▶ **Problem to work on**: Reproduce all of the data below line for line, shifting each coordinate in the answers by adding 68 to both numbers, and leave the pictures out.

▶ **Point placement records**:

*****

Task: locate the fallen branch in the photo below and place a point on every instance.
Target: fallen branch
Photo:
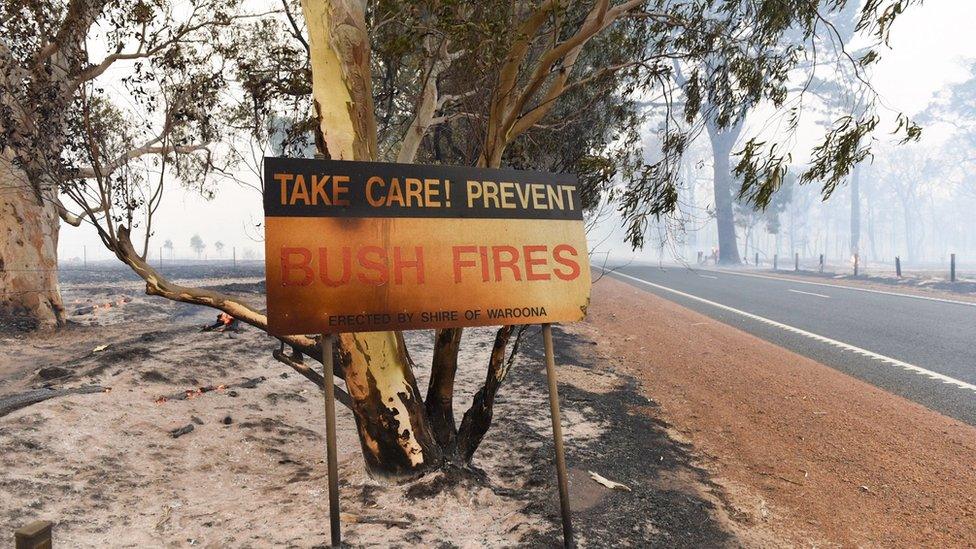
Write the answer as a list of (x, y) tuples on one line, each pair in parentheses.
[(15, 402)]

*****

▶ **Answer to this task**:
Task: locate the fallen branch in the photo below and place a point on every instance.
Target: fallen branch
Photo:
Write the answer as a list of (x, y) tuples on one line, each pair in parentheses.
[(83, 470)]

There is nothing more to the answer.